EXPLORE THE MATERIAL
a) According to the 7th place solution post, why were 11000 samples per class and a max sequence length of 256 used?
b) Decide whether each statement agrees with the 7th place solution post: (i) the solution averages predictions across folds; (ii) creature4 and creature5 data were held out for validation; (iii) each training epoch took about 2.2 hours. Answer yes or no for each, and quote the words of the post that decide it.

READING PASSAGE
----
InstaDeep Enzyme Classification Challenge
Job Interview
Can you predict the class of an enzyme using only its amino acid sequence?
346 data scientists enrolled, 70 on the leaderboard
BiologyClassificationStructured
17 November 2020—21 February 2021
97 days
7th Place Solution Approach
published 23 Feb 2021, 06:14

Congratulations to the winners and many thanks to Zindi and InstaDeep for hosting this interesting competition.

My solution is a transformer model with no ensembling or fold averaging. The code is written in Pytorch.

Approach

  • Fine tune a pre-trained prot_bert_bfd model from the Hugging Face library (prot_bert_bfd was trained on amino acid sequences).
  • Map rare amino acids (U, Z, O, B) to X. This is how the data was pre-processed when prot_bert_bfd was trained.
  • Use a max sequence length of 256.
  • Use 11000 samples per class and train for 2 epochs.
  • Use dropout and weight decay to regularize the model.
  • Set aside creature4 and creature5 data for validation.

I trained the model in Kaggle notebooks (1 x P100 GPU). Training time was approx. 8.3 hours per epoch. Inference time was approx. 2.2 hours. I used 11000 samples per class and a max length of 256 in order to stay within the 9 hour GPU runtime limit.
----
PROVIDED DATA
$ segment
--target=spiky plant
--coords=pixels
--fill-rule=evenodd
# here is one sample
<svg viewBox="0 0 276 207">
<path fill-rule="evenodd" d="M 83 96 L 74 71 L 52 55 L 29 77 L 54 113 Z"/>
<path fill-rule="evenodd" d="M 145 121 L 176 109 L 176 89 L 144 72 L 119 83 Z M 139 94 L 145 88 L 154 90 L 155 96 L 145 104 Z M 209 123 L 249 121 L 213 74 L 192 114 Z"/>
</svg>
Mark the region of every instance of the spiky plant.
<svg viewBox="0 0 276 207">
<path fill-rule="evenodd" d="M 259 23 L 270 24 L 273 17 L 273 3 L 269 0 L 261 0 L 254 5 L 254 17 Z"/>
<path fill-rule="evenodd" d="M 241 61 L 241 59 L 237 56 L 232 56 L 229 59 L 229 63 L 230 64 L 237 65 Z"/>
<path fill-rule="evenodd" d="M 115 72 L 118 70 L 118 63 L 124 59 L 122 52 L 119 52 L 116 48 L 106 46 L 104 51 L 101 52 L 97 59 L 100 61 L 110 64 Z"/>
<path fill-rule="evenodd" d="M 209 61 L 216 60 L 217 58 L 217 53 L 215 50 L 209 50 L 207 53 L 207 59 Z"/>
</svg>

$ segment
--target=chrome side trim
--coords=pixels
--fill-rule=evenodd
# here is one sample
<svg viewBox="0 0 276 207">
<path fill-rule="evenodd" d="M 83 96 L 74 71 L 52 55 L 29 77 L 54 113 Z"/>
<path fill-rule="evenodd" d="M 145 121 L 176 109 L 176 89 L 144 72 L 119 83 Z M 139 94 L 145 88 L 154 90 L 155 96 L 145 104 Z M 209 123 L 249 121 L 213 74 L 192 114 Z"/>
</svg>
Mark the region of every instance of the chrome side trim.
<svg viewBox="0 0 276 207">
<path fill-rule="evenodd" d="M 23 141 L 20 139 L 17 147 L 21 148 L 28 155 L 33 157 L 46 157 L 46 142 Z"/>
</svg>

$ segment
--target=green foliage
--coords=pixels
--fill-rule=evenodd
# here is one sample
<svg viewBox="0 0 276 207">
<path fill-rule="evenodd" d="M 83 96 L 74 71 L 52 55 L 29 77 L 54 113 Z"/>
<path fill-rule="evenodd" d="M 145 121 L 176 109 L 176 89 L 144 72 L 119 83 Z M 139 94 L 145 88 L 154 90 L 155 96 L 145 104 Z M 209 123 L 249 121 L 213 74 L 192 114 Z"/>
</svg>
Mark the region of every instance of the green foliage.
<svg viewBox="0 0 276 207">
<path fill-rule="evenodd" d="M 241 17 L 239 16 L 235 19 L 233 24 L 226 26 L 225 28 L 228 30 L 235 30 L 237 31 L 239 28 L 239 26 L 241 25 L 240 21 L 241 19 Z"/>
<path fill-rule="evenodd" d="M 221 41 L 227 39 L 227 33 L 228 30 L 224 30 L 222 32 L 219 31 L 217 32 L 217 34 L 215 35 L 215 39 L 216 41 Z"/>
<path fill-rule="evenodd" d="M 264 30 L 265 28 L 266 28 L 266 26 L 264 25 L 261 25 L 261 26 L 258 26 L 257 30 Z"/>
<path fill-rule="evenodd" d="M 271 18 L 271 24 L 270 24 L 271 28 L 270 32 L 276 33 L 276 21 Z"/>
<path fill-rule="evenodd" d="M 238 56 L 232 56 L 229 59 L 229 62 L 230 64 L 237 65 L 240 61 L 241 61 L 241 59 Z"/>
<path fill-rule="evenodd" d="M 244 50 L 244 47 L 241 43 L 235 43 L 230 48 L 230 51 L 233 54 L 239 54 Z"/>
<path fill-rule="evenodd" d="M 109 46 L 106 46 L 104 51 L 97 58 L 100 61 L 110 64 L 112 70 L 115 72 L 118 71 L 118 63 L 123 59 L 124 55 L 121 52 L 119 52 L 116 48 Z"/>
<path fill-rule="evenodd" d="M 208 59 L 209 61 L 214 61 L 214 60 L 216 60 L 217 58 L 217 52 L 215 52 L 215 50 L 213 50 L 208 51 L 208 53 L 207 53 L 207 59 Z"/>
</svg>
----
EXERCISE RESULTS
a) These settings kept the work within the 9 hour GPU runtime limit. Training was done in Kaggle notebooks on a single P100 GPU.

b)
(i) No: "My solution is a transformer model with no ensembling or fold averaging."
(ii) Yes: "Set aside creature4 and creature5 data for validation."
(iii) No: "Training time was approx. 8.3 hours per epoch."